> Exercise description: Leave out the pictures, then return the records word for word.

══ Excerpted data ══

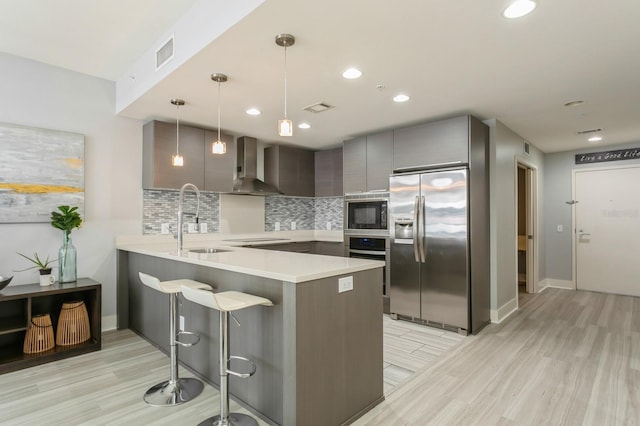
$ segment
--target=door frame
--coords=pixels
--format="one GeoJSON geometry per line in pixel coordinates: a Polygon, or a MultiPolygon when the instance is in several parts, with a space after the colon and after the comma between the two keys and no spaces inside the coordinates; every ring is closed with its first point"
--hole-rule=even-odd
{"type": "Polygon", "coordinates": [[[539,203],[539,193],[538,193],[538,167],[525,158],[520,156],[515,157],[515,242],[514,242],[514,250],[516,253],[516,261],[515,261],[515,288],[516,288],[516,299],[518,294],[518,168],[523,167],[528,172],[525,174],[526,183],[525,183],[525,191],[527,194],[525,196],[527,209],[528,209],[528,218],[527,218],[527,228],[528,235],[531,235],[532,238],[527,238],[527,265],[531,265],[530,268],[527,268],[527,285],[526,292],[527,293],[537,293],[538,292],[538,269],[539,269],[539,259],[540,253],[539,248],[540,244],[539,240],[539,226],[540,223],[540,212],[538,209],[539,203]],[[529,234],[530,232],[530,234],[529,234]]]}
{"type": "Polygon", "coordinates": [[[571,281],[573,282],[573,289],[578,290],[578,245],[576,241],[576,225],[577,225],[577,212],[576,212],[576,175],[583,172],[602,172],[607,170],[616,169],[638,169],[640,164],[633,163],[620,166],[600,166],[600,167],[580,167],[571,170],[571,281]]]}

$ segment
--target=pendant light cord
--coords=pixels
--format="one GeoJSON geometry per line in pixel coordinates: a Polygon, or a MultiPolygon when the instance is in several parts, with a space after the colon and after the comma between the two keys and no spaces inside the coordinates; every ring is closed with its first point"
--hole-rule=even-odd
{"type": "Polygon", "coordinates": [[[220,82],[218,82],[218,142],[220,140],[220,82]]]}
{"type": "Polygon", "coordinates": [[[176,155],[180,155],[180,105],[176,105],[176,155]]]}
{"type": "Polygon", "coordinates": [[[284,118],[287,118],[287,46],[284,46],[284,118]]]}

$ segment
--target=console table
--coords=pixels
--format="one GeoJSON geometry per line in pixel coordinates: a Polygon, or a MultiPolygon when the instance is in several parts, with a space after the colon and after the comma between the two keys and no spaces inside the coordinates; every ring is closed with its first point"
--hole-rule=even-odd
{"type": "Polygon", "coordinates": [[[0,374],[100,350],[102,341],[101,285],[90,278],[40,287],[16,285],[0,291],[0,374]],[[46,352],[22,352],[24,337],[36,315],[49,314],[54,329],[65,302],[82,300],[87,307],[91,338],[71,346],[55,346],[46,352]]]}

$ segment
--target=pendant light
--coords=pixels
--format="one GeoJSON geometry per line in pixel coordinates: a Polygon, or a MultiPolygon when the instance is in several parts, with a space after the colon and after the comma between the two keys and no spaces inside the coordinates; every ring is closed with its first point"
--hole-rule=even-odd
{"type": "Polygon", "coordinates": [[[276,44],[284,47],[284,118],[278,120],[278,134],[280,136],[293,136],[293,123],[287,118],[287,47],[293,46],[296,38],[291,34],[278,34],[276,44]]]}
{"type": "Polygon", "coordinates": [[[211,80],[218,83],[218,139],[211,143],[211,153],[222,155],[227,152],[227,144],[220,138],[220,83],[227,81],[227,76],[220,73],[211,74],[211,80]]]}
{"type": "Polygon", "coordinates": [[[184,158],[180,155],[180,107],[184,105],[184,101],[171,99],[171,103],[176,106],[176,155],[171,156],[171,165],[182,167],[184,166],[184,158]]]}

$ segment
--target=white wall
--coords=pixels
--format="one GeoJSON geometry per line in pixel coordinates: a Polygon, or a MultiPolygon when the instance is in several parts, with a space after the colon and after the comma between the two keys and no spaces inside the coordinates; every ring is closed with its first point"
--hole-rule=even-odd
{"type": "Polygon", "coordinates": [[[565,282],[573,281],[573,211],[572,207],[566,204],[567,201],[572,199],[573,170],[640,164],[640,160],[624,160],[576,165],[575,155],[637,148],[638,146],[640,146],[639,143],[603,147],[594,145],[589,149],[545,155],[545,186],[553,188],[553,191],[545,192],[544,203],[544,215],[547,220],[547,226],[545,227],[545,241],[547,242],[545,275],[547,278],[565,282]],[[557,225],[562,225],[564,231],[558,232],[557,225]]]}
{"type": "MultiPolygon", "coordinates": [[[[85,135],[85,223],[71,237],[78,276],[102,283],[104,325],[115,326],[115,235],[142,232],[142,123],[115,115],[112,81],[4,53],[0,69],[0,122],[85,135]]],[[[29,266],[16,252],[55,258],[62,232],[0,224],[0,241],[0,274],[11,274],[29,266]]],[[[37,281],[33,270],[13,275],[11,285],[37,281]]]]}
{"type": "Polygon", "coordinates": [[[540,150],[530,145],[524,153],[524,139],[500,121],[485,122],[490,127],[491,175],[491,310],[493,320],[501,320],[517,307],[516,163],[521,160],[538,171],[538,280],[544,278],[543,161],[540,150]],[[497,315],[497,316],[496,316],[497,315]]]}

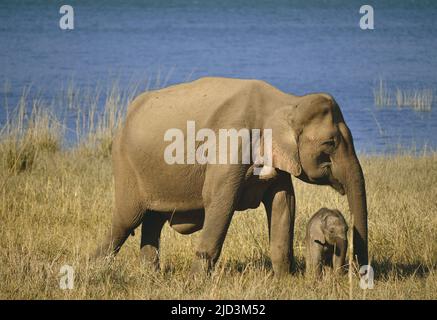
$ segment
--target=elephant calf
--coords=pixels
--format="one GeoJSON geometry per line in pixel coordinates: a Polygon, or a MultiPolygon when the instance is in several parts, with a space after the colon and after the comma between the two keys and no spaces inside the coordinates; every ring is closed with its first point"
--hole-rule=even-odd
{"type": "Polygon", "coordinates": [[[311,217],[306,230],[307,271],[317,276],[323,266],[341,271],[346,258],[347,230],[338,210],[322,208],[311,217]]]}

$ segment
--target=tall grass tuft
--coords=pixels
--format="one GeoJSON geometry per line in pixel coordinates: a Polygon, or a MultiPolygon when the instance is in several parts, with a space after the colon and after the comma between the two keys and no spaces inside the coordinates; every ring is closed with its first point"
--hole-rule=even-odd
{"type": "Polygon", "coordinates": [[[390,106],[392,104],[391,93],[384,80],[379,79],[378,86],[373,89],[373,98],[378,107],[390,106]]]}
{"type": "Polygon", "coordinates": [[[100,86],[79,88],[70,83],[48,102],[29,87],[11,112],[5,99],[7,119],[0,130],[0,160],[11,173],[19,173],[31,169],[38,155],[56,153],[66,144],[86,156],[108,157],[114,133],[138,93],[139,83],[128,88],[122,90],[114,82],[104,91],[100,86]],[[10,113],[14,117],[9,118],[10,113]]]}
{"type": "Polygon", "coordinates": [[[38,155],[57,152],[62,145],[62,126],[50,107],[28,94],[29,88],[23,91],[16,116],[7,119],[0,134],[1,158],[11,173],[31,169],[38,155]]]}
{"type": "Polygon", "coordinates": [[[396,90],[396,105],[398,107],[412,107],[417,111],[431,111],[434,92],[423,90],[396,90]]]}
{"type": "Polygon", "coordinates": [[[394,98],[392,98],[392,91],[388,88],[387,83],[379,79],[378,85],[373,89],[373,99],[377,107],[396,105],[398,108],[409,107],[415,111],[431,111],[434,90],[397,88],[394,98]]]}
{"type": "Polygon", "coordinates": [[[122,90],[117,82],[103,93],[99,87],[81,92],[69,87],[67,105],[74,113],[77,152],[96,157],[111,154],[112,138],[138,88],[136,85],[122,90]]]}

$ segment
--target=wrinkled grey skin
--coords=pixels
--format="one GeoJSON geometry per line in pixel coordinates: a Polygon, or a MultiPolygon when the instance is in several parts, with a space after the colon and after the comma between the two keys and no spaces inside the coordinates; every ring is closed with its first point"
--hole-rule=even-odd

═══

> Solution to this task:
$ segment
--target=door frame
--coords=pixels
--format="one GeoJSON geometry per line in pixel coordinates: a Polygon, or a MultiPolygon when the instance is in several parts, with a space after the colon and after the comma between the two keys and no spaces inside the coordinates; every ring is closed with its first point"
--hole-rule=even-odd
{"type": "Polygon", "coordinates": [[[539,203],[539,193],[538,193],[538,167],[525,158],[520,156],[515,157],[515,242],[514,242],[514,250],[516,253],[516,261],[515,261],[515,288],[516,288],[516,299],[518,294],[518,168],[523,167],[528,172],[525,174],[526,183],[525,183],[525,191],[527,194],[525,196],[527,209],[528,209],[528,218],[527,218],[527,228],[528,235],[531,235],[532,238],[527,238],[527,265],[531,265],[530,268],[527,268],[527,285],[526,292],[527,293],[537,293],[538,292],[538,269],[539,269],[539,259],[540,253],[539,248],[540,244],[539,240],[539,226],[540,223],[540,212],[538,209],[539,203]],[[529,234],[530,232],[530,234],[529,234]]]}
{"type": "Polygon", "coordinates": [[[571,281],[573,282],[573,289],[578,290],[578,245],[576,241],[576,225],[577,225],[577,212],[576,212],[576,175],[583,172],[602,172],[607,170],[616,169],[638,169],[640,164],[633,163],[620,166],[600,166],[600,167],[580,167],[571,170],[571,281]]]}

$ segment
--target=pendant light cord
--coords=pixels
--format="one GeoJSON geometry per line in pixel coordinates: a Polygon, or a MultiPolygon when the instance is in several parts, with a space after the colon and after the comma between the two keys and no spaces inside the coordinates; every ring is closed with its first point"
--hole-rule=even-odd
{"type": "Polygon", "coordinates": [[[220,82],[218,82],[218,142],[220,140],[220,82]]]}
{"type": "Polygon", "coordinates": [[[176,155],[180,155],[180,105],[176,105],[176,155]]]}
{"type": "Polygon", "coordinates": [[[284,118],[287,118],[287,46],[284,46],[284,118]]]}

$ segment
--target=console table
--coords=pixels
--format="one GeoJSON geometry per line in pixel coordinates: a Polygon, or a MultiPolygon when the instance is in several parts, with a space after the colon and after the comma between the two keys and no spaces inside the coordinates; every ring is closed with its first point"
--hole-rule=even-odd
{"type": "Polygon", "coordinates": [[[0,374],[100,350],[102,341],[101,285],[90,278],[40,287],[16,285],[0,291],[0,374]],[[46,352],[22,352],[24,337],[36,315],[49,314],[54,329],[65,302],[82,300],[87,307],[91,338],[71,346],[55,346],[46,352]]]}

$ segment
--target=pendant light
--coords=pixels
--format="one GeoJSON geometry per line in pixel coordinates: a Polygon, or a MultiPolygon when the instance is in several parts, with a space after the colon and after the comma between the two keys and no spaces inside the coordinates; every ring is closed with its first point"
--hole-rule=even-odd
{"type": "Polygon", "coordinates": [[[276,44],[284,47],[284,118],[278,120],[278,134],[280,136],[293,136],[293,123],[287,118],[287,47],[293,46],[296,38],[291,34],[278,34],[276,44]]]}
{"type": "Polygon", "coordinates": [[[211,80],[218,83],[218,139],[211,143],[211,153],[222,155],[227,152],[227,144],[220,138],[220,83],[227,81],[227,76],[220,73],[211,74],[211,80]]]}
{"type": "Polygon", "coordinates": [[[184,158],[180,155],[180,107],[184,105],[184,101],[171,99],[171,103],[176,106],[176,155],[171,156],[171,165],[182,167],[184,166],[184,158]]]}

$ segment
--target=white wall
--coords=pixels
--format="one GeoJSON geometry per line in pixel coordinates: a Polygon, or a MultiPolygon when the instance is in several parts, with a space after the colon and after the comma between the two keys and no spaces inside the coordinates; every ring is closed with its first point"
--hole-rule=even-odd
{"type": "Polygon", "coordinates": [[[565,282],[573,281],[573,211],[572,207],[566,204],[567,201],[572,199],[573,170],[640,164],[640,160],[624,160],[576,165],[575,155],[637,148],[638,146],[640,146],[639,143],[603,147],[594,145],[589,149],[545,155],[545,186],[553,188],[553,191],[545,192],[544,203],[544,215],[547,220],[547,226],[545,227],[545,241],[547,242],[545,275],[547,278],[565,282]],[[557,225],[562,225],[564,231],[558,232],[557,225]]]}
{"type": "MultiPolygon", "coordinates": [[[[85,135],[85,223],[71,237],[78,276],[102,283],[104,325],[115,326],[115,235],[142,232],[142,123],[115,115],[112,81],[4,53],[0,69],[0,122],[85,135]]],[[[29,266],[16,252],[55,258],[62,232],[0,224],[0,241],[0,274],[11,274],[29,266]]],[[[37,281],[33,270],[13,275],[11,285],[37,281]]]]}
{"type": "Polygon", "coordinates": [[[540,150],[530,145],[524,153],[524,139],[500,121],[485,122],[490,127],[491,175],[491,310],[493,320],[501,320],[517,307],[516,163],[521,160],[538,171],[538,280],[544,278],[543,161],[540,150]],[[497,315],[497,316],[496,316],[497,315]]]}

$ segment
--target=elephant calf
--coords=pixels
--format="one GeoJSON geometry per line in pixel coordinates: a Polygon, or a MultiPolygon when the instance is in several parts, with a space after the colon and after the comma between the two keys and no spaces inside the coordinates; every ring is closed with its first point"
--hole-rule=even-odd
{"type": "Polygon", "coordinates": [[[311,217],[306,230],[307,271],[317,276],[323,266],[341,271],[346,258],[347,230],[338,210],[322,208],[311,217]]]}

$ segment
--target=tall grass tuft
--coords=pixels
--format="one GeoJSON geometry per line in pixel coordinates: a Polygon, or a MultiPolygon when the instance is in several parts, with a space after the colon and after the comma between the two keys and no spaces inside the coordinates; every ring is closed with its first point"
--hole-rule=even-odd
{"type": "Polygon", "coordinates": [[[390,106],[392,104],[391,93],[384,80],[379,79],[378,86],[373,89],[373,98],[378,107],[390,106]]]}
{"type": "Polygon", "coordinates": [[[100,86],[79,88],[70,83],[48,102],[29,87],[11,112],[5,99],[7,119],[0,130],[0,160],[11,173],[19,173],[31,169],[38,155],[56,153],[66,144],[86,156],[108,157],[114,133],[138,93],[139,83],[128,88],[122,90],[114,82],[104,91],[100,86]],[[10,113],[14,117],[9,118],[10,113]]]}
{"type": "Polygon", "coordinates": [[[38,155],[57,152],[62,145],[62,126],[50,107],[28,94],[29,88],[23,91],[16,116],[7,119],[0,134],[1,158],[11,173],[31,169],[38,155]]]}
{"type": "Polygon", "coordinates": [[[396,90],[396,105],[398,107],[412,107],[417,111],[431,111],[434,92],[423,90],[396,90]]]}
{"type": "Polygon", "coordinates": [[[394,98],[392,98],[392,91],[388,88],[387,83],[379,79],[378,85],[373,89],[373,99],[377,107],[396,105],[398,108],[409,107],[415,111],[431,111],[434,90],[397,88],[394,98]]]}
{"type": "Polygon", "coordinates": [[[122,90],[117,82],[103,93],[99,87],[81,92],[69,87],[67,105],[74,113],[77,152],[96,157],[111,154],[112,138],[138,88],[136,85],[122,90]]]}

$ segment
--target=wrinkled grey skin
--coords=pixels
--format="one GeoJSON geometry per line in pixel coordinates: a Polygon, or a MultiPolygon when the instance is in several parts, with a space after the colon and after the comma between the two keys and no spaces inside the coordinates; every ring is closed with its first point"
--hole-rule=even-odd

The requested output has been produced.